I appreciate this, as someone who comes to this profession via disability and infant care work. These roles require a different disposition and frame. I think it is important to be discerning about helping and being in or of service to others in a particular manner. “Helping” in matters of the mind and meaning making, to me, requires us to see patients as incompetent or unskillful, rather than whole beings who have agency/autonomy. I care about my patients. I can’t imagine not caring about patients, since I am generally fond of people, but it is a relationship like any other that requires time to naturally develop a deeper sense of care and connection. I have found a degree of frustration in some training/professional development environments in which it is insinuated that I lack care or warmth, because I’m not an overtly kind of saccharine person, which I worry stems in part from this idea of needing to be stereotypically “nice” or “caring” to be “helpful.” I often perceive that, a veneer of nice and helpful, is preferred to authenticity, and perhaps a less obvious but nevertheless genuinely compassionate stance. I have found thus far in this role that patients respond well to challenges to this idea that I should be helpful to them. A part of them might want me to fix their problem or absolve them of something. A part of me may also wish I could as well. I typically light heartedly remind them, and perhaps myself, that I am neither god nor a priest, and I haven’t met many people who truly enjoy being told what to do. I find that folks are receptive to being supported in creatively exploring and developing their own agency when provided a rationale for my reluctance to “help.”
Yes, and…I strongly believe that without an attuned relationship the change can’t happen. The trouble is that we see care typically as warmth and nurture only. Sometimes attunement is playful aggression. Sometimes it is tolerating the feelings of uselessness. Sometimes it is in challenging a patient to consider their position or resistance. I would like to think of all of those positions as care. But I am a big Object Relations and Modern Analysis geek. I know we get criticized as the “touchy feely” therapists. But I think there is solid evidence to support the often intense and brave experience of meeting unmet relational needs.

◆ **Exercise set**
[A] Extract the part of the comments above on care in therapy from "Yes, and…I strongly" up to and including "unmet relational needs.", word for word.
[B] Extend the comments above on care in therapy, picking up after their final sentence.

Collection entries

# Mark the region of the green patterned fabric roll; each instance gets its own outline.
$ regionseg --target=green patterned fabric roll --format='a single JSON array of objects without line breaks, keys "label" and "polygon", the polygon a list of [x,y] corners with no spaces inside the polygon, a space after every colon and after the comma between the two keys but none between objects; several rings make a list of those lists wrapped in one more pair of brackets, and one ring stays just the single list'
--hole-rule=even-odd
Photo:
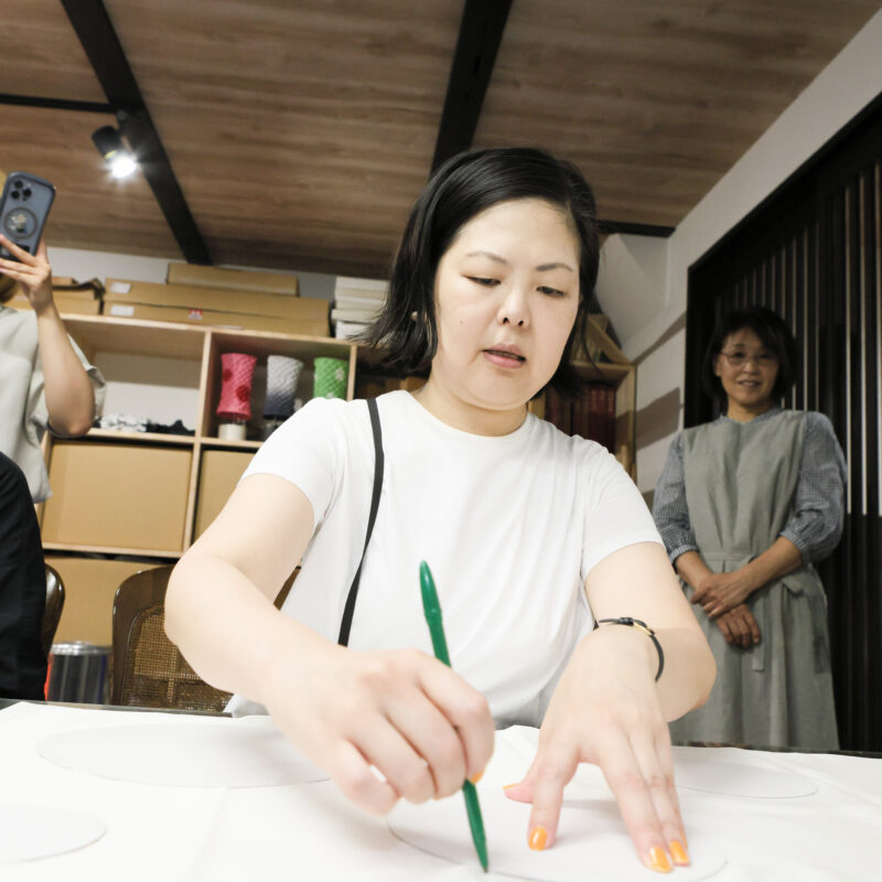
[{"label": "green patterned fabric roll", "polygon": [[313,397],[345,398],[348,377],[348,362],[344,362],[342,358],[316,358]]}]

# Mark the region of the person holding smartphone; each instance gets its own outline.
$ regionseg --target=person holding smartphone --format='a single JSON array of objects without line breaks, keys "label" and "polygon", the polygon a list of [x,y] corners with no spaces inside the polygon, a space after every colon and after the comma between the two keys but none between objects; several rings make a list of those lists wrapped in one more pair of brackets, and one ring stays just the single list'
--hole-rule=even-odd
[{"label": "person holding smartphone", "polygon": [[[40,642],[46,581],[34,503],[50,495],[40,449],[46,429],[85,434],[104,378],[65,331],[52,297],[45,241],[35,254],[0,235],[0,696],[42,698]],[[22,291],[32,311],[4,305]]]}]

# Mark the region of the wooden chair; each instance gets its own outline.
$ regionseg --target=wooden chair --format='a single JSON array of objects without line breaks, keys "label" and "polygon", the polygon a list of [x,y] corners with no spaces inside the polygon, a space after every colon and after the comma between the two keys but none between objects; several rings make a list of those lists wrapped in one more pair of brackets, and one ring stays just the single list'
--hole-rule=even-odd
[{"label": "wooden chair", "polygon": [[111,703],[222,711],[229,692],[205,682],[165,636],[165,589],[171,571],[171,566],[142,570],[117,589]]},{"label": "wooden chair", "polygon": [[58,630],[58,621],[64,609],[64,582],[58,571],[46,563],[46,607],[43,611],[43,621],[40,625],[40,643],[43,652],[49,656],[52,641]]}]

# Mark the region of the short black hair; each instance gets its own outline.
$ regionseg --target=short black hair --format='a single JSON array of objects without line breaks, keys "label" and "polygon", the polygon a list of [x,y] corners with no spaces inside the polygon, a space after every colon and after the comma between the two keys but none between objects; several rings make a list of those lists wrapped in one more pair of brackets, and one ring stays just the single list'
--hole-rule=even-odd
[{"label": "short black hair", "polygon": [[[579,241],[579,309],[550,380],[563,395],[579,388],[571,359],[574,341],[584,341],[589,300],[598,280],[596,203],[576,165],[535,148],[459,153],[431,176],[405,226],[383,311],[361,337],[385,351],[386,366],[420,373],[431,365],[438,349],[434,279],[441,258],[460,229],[477,214],[498,203],[523,198],[544,200],[560,208]],[[412,313],[417,321],[411,319]]]},{"label": "short black hair", "polygon": [[796,379],[796,341],[787,323],[765,306],[733,310],[717,322],[701,366],[701,385],[717,402],[721,413],[725,412],[728,398],[720,378],[713,373],[713,363],[722,352],[727,337],[745,329],[753,331],[763,346],[777,358],[778,375],[772,387],[772,398],[776,401],[784,398]]}]

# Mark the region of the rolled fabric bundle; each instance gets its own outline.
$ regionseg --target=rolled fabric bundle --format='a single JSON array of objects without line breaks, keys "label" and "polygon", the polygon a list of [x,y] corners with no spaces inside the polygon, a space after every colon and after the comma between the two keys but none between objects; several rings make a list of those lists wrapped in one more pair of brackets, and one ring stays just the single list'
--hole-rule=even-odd
[{"label": "rolled fabric bundle", "polygon": [[345,398],[349,363],[343,358],[315,359],[314,398]]},{"label": "rolled fabric bundle", "polygon": [[227,352],[220,356],[220,400],[217,416],[245,422],[251,418],[251,385],[255,379],[256,355]]},{"label": "rolled fabric bundle", "polygon": [[267,357],[267,401],[263,418],[288,419],[294,412],[294,394],[303,362],[287,355]]}]

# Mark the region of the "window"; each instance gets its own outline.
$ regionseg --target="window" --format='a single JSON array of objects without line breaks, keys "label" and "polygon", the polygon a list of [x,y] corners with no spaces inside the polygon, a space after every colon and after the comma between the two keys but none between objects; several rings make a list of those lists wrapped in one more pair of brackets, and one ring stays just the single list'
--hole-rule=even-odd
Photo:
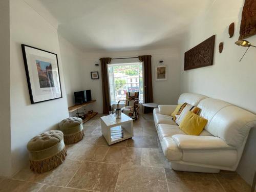
[{"label": "window", "polygon": [[[143,100],[142,63],[141,62],[108,65],[111,104],[125,100],[126,93],[139,92]],[[136,82],[136,83],[134,83]]]}]

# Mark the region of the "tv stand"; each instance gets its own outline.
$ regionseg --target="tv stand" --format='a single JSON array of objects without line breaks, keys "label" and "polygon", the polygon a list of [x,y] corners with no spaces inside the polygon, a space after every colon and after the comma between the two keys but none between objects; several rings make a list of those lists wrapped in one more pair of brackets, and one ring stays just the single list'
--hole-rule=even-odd
[{"label": "tv stand", "polygon": [[[90,104],[93,103],[96,101],[96,100],[92,100],[91,101],[89,102],[87,102],[82,104],[75,104],[73,106],[70,106],[69,108],[69,113],[72,113],[73,112],[76,110],[78,110],[79,109],[81,109],[82,108],[86,107],[86,106],[89,105]],[[90,120],[91,118],[95,116],[97,114],[98,114],[98,112],[93,112],[92,113],[89,114],[87,113],[86,114],[86,118],[84,119],[83,119],[82,122],[85,123],[86,122],[88,121],[89,120]]]}]

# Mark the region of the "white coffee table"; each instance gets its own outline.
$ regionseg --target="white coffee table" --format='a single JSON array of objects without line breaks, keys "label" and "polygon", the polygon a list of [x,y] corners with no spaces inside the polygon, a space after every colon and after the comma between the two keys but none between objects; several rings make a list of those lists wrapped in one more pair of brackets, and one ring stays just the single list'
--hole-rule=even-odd
[{"label": "white coffee table", "polygon": [[[108,144],[111,145],[118,142],[131,138],[133,137],[133,119],[122,113],[121,119],[116,119],[114,121],[114,117],[110,115],[101,117],[101,132]],[[122,129],[123,137],[121,138],[111,139],[111,129],[117,127]]]}]

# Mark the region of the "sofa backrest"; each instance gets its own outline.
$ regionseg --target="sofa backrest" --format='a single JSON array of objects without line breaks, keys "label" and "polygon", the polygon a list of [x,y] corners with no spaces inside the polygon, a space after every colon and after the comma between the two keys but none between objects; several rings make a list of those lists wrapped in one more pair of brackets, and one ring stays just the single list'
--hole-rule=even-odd
[{"label": "sofa backrest", "polygon": [[185,102],[197,106],[199,102],[204,99],[208,98],[206,96],[195,93],[184,93],[180,95],[178,104],[183,104]]},{"label": "sofa backrest", "polygon": [[198,106],[200,116],[208,120],[205,129],[236,147],[242,146],[250,129],[256,126],[256,115],[218,99],[207,98]]}]

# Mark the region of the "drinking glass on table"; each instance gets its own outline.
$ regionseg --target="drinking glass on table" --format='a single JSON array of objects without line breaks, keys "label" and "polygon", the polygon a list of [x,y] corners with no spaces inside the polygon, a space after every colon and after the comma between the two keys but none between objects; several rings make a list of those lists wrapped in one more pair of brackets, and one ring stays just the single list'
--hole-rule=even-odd
[{"label": "drinking glass on table", "polygon": [[115,122],[116,122],[116,110],[114,110],[113,112],[113,114],[114,115],[113,116],[114,116],[114,121]]}]

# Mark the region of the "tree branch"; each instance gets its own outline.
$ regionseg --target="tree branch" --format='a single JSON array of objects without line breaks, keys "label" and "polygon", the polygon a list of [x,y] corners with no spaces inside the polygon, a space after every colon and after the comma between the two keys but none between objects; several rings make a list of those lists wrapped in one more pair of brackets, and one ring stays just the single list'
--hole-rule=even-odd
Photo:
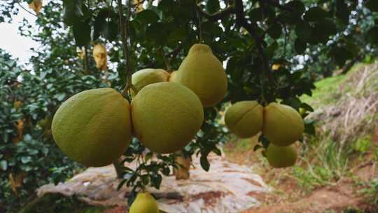
[{"label": "tree branch", "polygon": [[126,85],[125,86],[125,88],[123,89],[123,91],[122,91],[122,95],[124,97],[126,97],[127,91],[131,88],[132,74],[132,70],[131,70],[131,66],[130,66],[130,55],[129,49],[127,48],[127,34],[128,34],[129,18],[130,16],[130,6],[127,7],[127,10],[129,11],[127,12],[127,20],[125,20],[123,19],[123,6],[122,5],[122,0],[118,0],[118,15],[120,17],[120,30],[121,30],[121,35],[122,35],[122,43],[123,45],[123,55],[125,57],[125,60],[126,60],[126,71],[125,72]]},{"label": "tree branch", "polygon": [[212,21],[212,22],[217,21],[218,20],[220,20],[227,15],[229,15],[232,13],[235,13],[235,8],[232,5],[229,6],[227,8],[221,11],[219,11],[216,13],[214,13],[213,14],[209,14],[207,12],[202,11],[200,8],[200,6],[201,6],[200,4],[197,5],[197,10],[200,11],[200,13],[201,13],[201,14],[204,17],[205,17],[209,20]]},{"label": "tree branch", "polygon": [[264,3],[269,4],[272,5],[272,6],[274,6],[276,7],[277,8],[288,11],[290,11],[290,12],[293,12],[294,11],[292,8],[284,6],[284,5],[282,5],[282,4],[280,4],[278,1],[275,1],[275,0],[264,0],[264,1],[265,1]]},{"label": "tree branch", "polygon": [[264,71],[265,71],[269,80],[272,83],[275,83],[275,80],[272,74],[272,71],[269,65],[269,60],[264,53],[263,46],[265,45],[264,40],[260,38],[256,33],[256,31],[252,24],[250,24],[246,20],[244,16],[244,10],[243,7],[242,0],[235,1],[236,15],[237,15],[237,24],[244,27],[246,31],[252,36],[255,40],[255,45],[258,48],[259,55],[261,56],[263,63]]},{"label": "tree branch", "polygon": [[38,18],[38,15],[36,15],[36,14],[30,12],[29,10],[27,10],[27,8],[25,8],[20,2],[17,2],[17,4],[18,4],[18,6],[22,8],[24,11],[27,11],[27,13],[29,13],[29,14]]}]

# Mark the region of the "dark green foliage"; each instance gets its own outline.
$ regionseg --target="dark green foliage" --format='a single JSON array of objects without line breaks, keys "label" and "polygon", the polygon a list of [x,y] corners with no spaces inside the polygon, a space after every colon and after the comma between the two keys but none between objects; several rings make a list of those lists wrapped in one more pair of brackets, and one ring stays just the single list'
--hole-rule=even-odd
[{"label": "dark green foliage", "polygon": [[[46,116],[52,116],[64,100],[79,91],[106,86],[121,91],[125,85],[125,57],[116,1],[50,1],[36,20],[38,33],[32,37],[43,46],[35,50],[36,55],[31,59],[33,73],[18,71],[15,64],[10,65],[15,67],[14,70],[4,70],[6,75],[1,73],[1,79],[7,81],[14,81],[22,74],[22,85],[12,90],[19,92],[20,98],[27,97],[22,99],[22,108],[16,111],[12,107],[15,97],[10,96],[11,93],[1,96],[1,110],[6,111],[2,119],[6,126],[0,132],[5,135],[0,145],[5,144],[4,149],[20,154],[18,158],[15,157],[18,163],[10,164],[9,158],[6,162],[0,158],[0,169],[6,171],[1,174],[1,186],[5,186],[2,187],[8,187],[6,186],[8,174],[13,170],[29,170],[29,165],[32,169],[28,172],[43,169],[42,164],[36,163],[54,168],[44,174],[48,178],[43,183],[62,180],[76,167],[59,153],[51,138],[41,137],[44,133],[36,123]],[[208,170],[211,165],[207,156],[211,152],[220,154],[218,146],[225,141],[227,133],[217,122],[216,115],[223,109],[223,104],[257,99],[267,104],[281,99],[296,109],[302,109],[304,118],[313,109],[298,97],[312,95],[316,78],[332,74],[335,68],[361,55],[376,54],[378,19],[372,13],[377,11],[376,1],[365,1],[358,5],[354,0],[294,0],[284,4],[273,0],[204,0],[195,4],[191,0],[162,0],[157,6],[148,4],[139,12],[134,6],[124,6],[122,15],[129,19],[129,62],[132,71],[147,67],[176,70],[190,46],[197,42],[209,45],[218,58],[227,62],[227,95],[223,103],[205,110],[201,130],[183,151],[185,155],[200,155],[201,165]],[[17,9],[13,1],[0,3],[0,22],[11,21]],[[31,36],[27,21],[20,30],[23,35]],[[106,74],[94,67],[90,49],[97,43],[106,43],[109,50],[113,66]],[[87,49],[88,63],[77,58],[76,46]],[[11,60],[6,56],[4,62]],[[273,64],[279,68],[272,70]],[[24,141],[16,146],[11,142],[17,135],[13,123],[20,118],[27,118],[28,128]],[[305,131],[314,133],[312,121],[305,121]],[[255,149],[269,144],[263,136],[260,142]],[[36,144],[47,146],[48,152],[34,153],[31,148],[33,154],[28,153],[25,147]],[[0,152],[1,158],[3,152]],[[54,153],[54,157],[42,158],[46,162],[33,156],[50,153]],[[139,190],[149,185],[159,188],[162,176],[168,175],[175,166],[174,156],[153,154],[134,139],[125,153],[125,161],[136,160],[139,165],[135,170],[124,168],[120,187],[126,184]],[[62,167],[64,164],[66,167]],[[42,177],[34,175],[33,178]],[[3,191],[15,198],[7,188]],[[131,194],[130,202],[135,192]],[[13,201],[6,202],[8,205]]]}]

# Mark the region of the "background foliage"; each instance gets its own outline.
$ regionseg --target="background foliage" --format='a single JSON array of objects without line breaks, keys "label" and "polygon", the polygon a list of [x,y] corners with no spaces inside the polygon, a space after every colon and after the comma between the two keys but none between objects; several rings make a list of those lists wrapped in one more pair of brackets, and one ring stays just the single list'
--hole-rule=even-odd
[{"label": "background foliage", "polygon": [[[378,6],[374,0],[141,2],[143,10],[132,2],[123,6],[122,15],[129,20],[132,71],[147,67],[176,70],[190,47],[200,40],[227,62],[227,96],[223,103],[206,109],[206,122],[185,150],[188,155],[200,155],[206,170],[210,167],[207,155],[220,154],[218,145],[226,139],[227,131],[218,124],[217,116],[224,103],[258,99],[265,104],[280,99],[296,109],[302,108],[304,118],[312,109],[298,97],[312,95],[315,79],[376,54]],[[18,12],[17,4],[0,3],[0,22],[12,22],[12,15]],[[125,85],[118,9],[116,1],[111,0],[50,1],[38,16],[36,29],[31,29],[24,20],[20,31],[41,44],[33,50],[32,70],[0,53],[2,208],[10,210],[12,205],[22,205],[38,186],[64,181],[80,167],[57,149],[48,121],[75,93],[100,87],[120,91]],[[97,43],[108,50],[107,72],[94,66],[90,50]],[[77,57],[77,47],[84,47],[86,57]],[[20,107],[14,104],[17,102],[21,102]],[[22,128],[18,128],[20,120]],[[306,132],[313,134],[312,121],[305,121]],[[267,145],[263,137],[260,139],[255,148]],[[153,156],[133,140],[123,160],[136,159],[139,167],[123,168],[122,184],[136,190],[147,184],[159,188],[162,175],[171,172],[174,156]],[[17,175],[24,177],[22,186],[13,191],[10,177]]]}]

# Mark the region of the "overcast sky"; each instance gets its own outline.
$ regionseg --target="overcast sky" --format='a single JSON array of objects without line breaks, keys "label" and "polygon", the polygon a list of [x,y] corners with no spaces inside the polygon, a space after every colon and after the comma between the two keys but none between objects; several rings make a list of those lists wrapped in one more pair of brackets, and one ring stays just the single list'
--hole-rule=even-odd
[{"label": "overcast sky", "polygon": [[[22,4],[25,8],[30,10],[27,3],[23,2]],[[20,11],[17,15],[13,17],[12,23],[0,23],[0,32],[1,32],[0,48],[5,50],[13,57],[18,57],[21,64],[24,64],[32,55],[29,49],[38,47],[38,44],[31,39],[21,36],[18,34],[18,27],[21,26],[22,18],[26,18],[33,25],[36,18],[21,8],[19,6],[17,6],[17,7],[20,9]],[[31,11],[34,13],[34,11]]]}]

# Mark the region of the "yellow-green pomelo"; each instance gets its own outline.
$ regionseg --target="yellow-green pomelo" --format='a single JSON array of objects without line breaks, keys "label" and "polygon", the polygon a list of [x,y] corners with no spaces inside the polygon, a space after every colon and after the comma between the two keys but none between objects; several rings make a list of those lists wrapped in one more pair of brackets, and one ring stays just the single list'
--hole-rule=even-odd
[{"label": "yellow-green pomelo", "polygon": [[243,101],[230,106],[225,115],[225,123],[230,131],[246,138],[262,129],[262,106],[256,101]]},{"label": "yellow-green pomelo", "polygon": [[111,164],[130,142],[129,102],[111,88],[79,92],[59,107],[52,131],[59,148],[73,160],[87,166]]},{"label": "yellow-green pomelo", "polygon": [[172,79],[192,90],[204,106],[222,101],[227,92],[227,77],[222,63],[210,47],[195,44]]},{"label": "yellow-green pomelo", "polygon": [[204,120],[198,97],[174,82],[146,85],[132,99],[131,109],[135,136],[147,148],[160,153],[185,147]]},{"label": "yellow-green pomelo", "polygon": [[264,108],[262,134],[276,146],[288,146],[300,138],[304,125],[299,113],[291,106],[270,103]]},{"label": "yellow-green pomelo", "polygon": [[176,74],[177,74],[177,71],[172,71],[171,73],[171,75],[169,76],[169,78],[168,79],[168,81],[174,82]]},{"label": "yellow-green pomelo", "polygon": [[294,145],[278,146],[270,143],[265,156],[270,165],[276,168],[282,168],[293,165],[298,158]]},{"label": "yellow-green pomelo", "polygon": [[132,74],[132,82],[137,92],[148,84],[167,81],[169,78],[169,74],[164,69],[144,69]]},{"label": "yellow-green pomelo", "polygon": [[132,202],[130,213],[159,213],[159,206],[155,198],[148,192],[140,192]]}]

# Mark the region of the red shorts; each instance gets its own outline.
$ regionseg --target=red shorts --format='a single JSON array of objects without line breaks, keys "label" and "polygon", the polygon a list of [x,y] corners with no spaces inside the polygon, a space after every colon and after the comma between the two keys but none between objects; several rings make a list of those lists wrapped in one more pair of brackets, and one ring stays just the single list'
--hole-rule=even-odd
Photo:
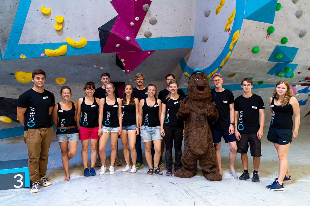
[{"label": "red shorts", "polygon": [[89,128],[80,126],[80,139],[81,140],[91,139],[99,139],[98,136],[98,127]]}]

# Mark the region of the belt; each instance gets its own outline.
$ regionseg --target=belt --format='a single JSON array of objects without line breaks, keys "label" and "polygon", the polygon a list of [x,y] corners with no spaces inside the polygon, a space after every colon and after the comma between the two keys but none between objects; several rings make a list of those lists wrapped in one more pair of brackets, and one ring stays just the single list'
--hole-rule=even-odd
[{"label": "belt", "polygon": [[76,125],[75,126],[71,126],[71,127],[57,127],[57,128],[60,129],[69,129],[76,127],[78,127],[78,126]]}]

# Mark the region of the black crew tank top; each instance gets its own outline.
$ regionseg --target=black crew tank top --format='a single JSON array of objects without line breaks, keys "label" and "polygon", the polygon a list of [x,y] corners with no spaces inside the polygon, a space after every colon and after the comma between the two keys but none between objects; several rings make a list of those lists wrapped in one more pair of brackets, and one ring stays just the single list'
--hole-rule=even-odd
[{"label": "black crew tank top", "polygon": [[[74,120],[74,117],[75,116],[75,107],[74,107],[74,103],[72,102],[71,103],[72,103],[72,108],[69,110],[62,110],[60,106],[60,103],[59,102],[57,103],[58,106],[58,111],[57,111],[58,117],[57,127],[67,127],[76,125],[77,123]],[[77,127],[75,127],[69,129],[57,129],[56,134],[78,133],[78,129]]]},{"label": "black crew tank top", "polygon": [[275,105],[272,97],[270,107],[273,112],[270,121],[270,127],[281,129],[293,129],[293,107],[289,103],[282,107]]},{"label": "black crew tank top", "polygon": [[122,115],[123,117],[123,125],[129,126],[135,125],[135,105],[122,105]]},{"label": "black crew tank top", "polygon": [[144,104],[142,107],[143,111],[142,125],[148,127],[157,127],[160,125],[158,112],[159,106],[157,103],[157,99],[155,99],[155,104],[149,107],[146,103],[146,99],[144,99]]},{"label": "black crew tank top", "polygon": [[80,126],[84,127],[92,128],[98,126],[98,110],[99,105],[94,98],[94,102],[91,105],[85,103],[85,97],[81,105],[82,115],[80,121]]},{"label": "black crew tank top", "polygon": [[107,103],[106,97],[104,97],[104,104],[103,106],[103,117],[102,126],[108,127],[119,127],[117,116],[118,103],[115,98],[115,102],[113,105],[109,105]]}]

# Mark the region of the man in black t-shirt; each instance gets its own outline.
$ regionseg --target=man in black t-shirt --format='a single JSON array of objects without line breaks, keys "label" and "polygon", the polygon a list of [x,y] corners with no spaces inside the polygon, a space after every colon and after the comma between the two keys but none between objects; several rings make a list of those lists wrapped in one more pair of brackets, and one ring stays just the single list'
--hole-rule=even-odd
[{"label": "man in black t-shirt", "polygon": [[39,69],[32,72],[33,87],[22,94],[17,102],[17,117],[24,127],[24,141],[28,150],[28,167],[32,185],[30,192],[39,191],[39,185],[51,184],[45,177],[48,150],[53,134],[51,114],[55,104],[51,93],[43,88],[45,73]]},{"label": "man in black t-shirt", "polygon": [[221,141],[222,136],[225,142],[230,148],[229,152],[229,168],[228,172],[232,176],[237,178],[234,165],[237,155],[237,141],[234,134],[235,110],[233,108],[233,95],[231,91],[223,87],[224,80],[219,73],[212,77],[212,81],[215,88],[211,90],[212,101],[216,104],[215,107],[219,112],[219,119],[210,125],[214,149],[219,166],[219,173],[222,174],[221,163]]},{"label": "man in black t-shirt", "polygon": [[[168,74],[166,75],[166,84],[167,84],[167,88],[164,89],[162,90],[158,94],[158,99],[160,99],[162,100],[162,99],[164,98],[165,98],[167,96],[167,95],[169,94],[169,82],[170,82],[170,81],[174,80],[175,79],[175,76],[173,74]],[[178,94],[179,94],[179,95],[181,97],[183,97],[184,98],[186,97],[186,95],[185,95],[185,93],[184,93],[184,92],[183,91],[183,90],[181,89],[178,89]],[[162,141],[162,142],[164,142],[165,141]]]},{"label": "man in black t-shirt", "polygon": [[243,94],[236,98],[234,102],[235,134],[238,141],[237,152],[241,154],[244,170],[239,179],[245,180],[250,178],[247,154],[249,143],[254,165],[252,181],[259,182],[258,168],[262,156],[260,139],[264,134],[265,106],[261,97],[251,92],[253,87],[253,82],[251,79],[243,79],[241,82],[241,87]]}]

◆ **List of answers**
[A]
Yes, and…I strongly believe that without an attuned relationship the change can’t happen. The trouble is that we see care typically as warmth and nurture only. Sometimes attunement is playful aggression. Sometimes it is tolerating the feelings of uselessness. Sometimes it is in challenging a patient to consider their position or resistance. I would like to think of all of those positions as care. But I am a big Object Relations and Modern Analysis geek. I know we get criticized as the “touchy feely” therapists. But I think there is solid evidence to support the often intense and brave experience of meeting unmet relational needs.

[B]
When I think of care, I think of healthcare... And think genuine care for the patient is an essential ingredient that is lost in algorithms and monkey medicine. For me, it's a crucial part of the therapeutic alliance - I want to know that my clinician is a real human being who genuinely cares about me. Empowering me to manage my life independently is the epitome of care.
I'm more used to seeing nursing described as the caring or helping profession, and think that it acknowledges that sick people are often dependent on others and that genuine human relating in the form of care is profoundly important. Ideally, the goal of nursing - and medicine/psychiatry, and therapy - is to facilitate healing so the patient doesn't need us anymore. I think of care of the soul - holding the patient's vulnerabilities and supporting growth - a spiritual work that is beyond most contemporary therapists.
So I don't see psychotherapy as the caring profession, more typically a transactional one, and do think that's psychotherapy's loss. I think feeling that another human being genuinely cares about one can be profoundly healing. But it involves acknowledging the power a therapist can have as a fellow human being, and maybe that's disconcerting to those invested in the role of the therapist as a disinterested facilitator?
Unscrupulous practitioners use ‘care’ and similar words to lure in new paying clients. This sets unhelpful expectations about the work and self-selects people looking for affirmation rather than change.
So true. Caring and “helping” can quickly have a codependent context. A one upping. Instead coming from a place of even exchange is so important I as the client give you a livelihood, income .. without clients there is no practice.. and in turn I’m getting a safe space to self reflect and grow
I agree with this piece and it highlights something important. However, I would add that caring and helping are crucial aspects of setting the frame for the challenges that effective psychotherapy must present for the client. We all need a secure base from which to explore the jungle, otherwise we may never set out. So, more accurately I would say caring and helping sits right alongside challenge and change - and without the former you cannot have the latter.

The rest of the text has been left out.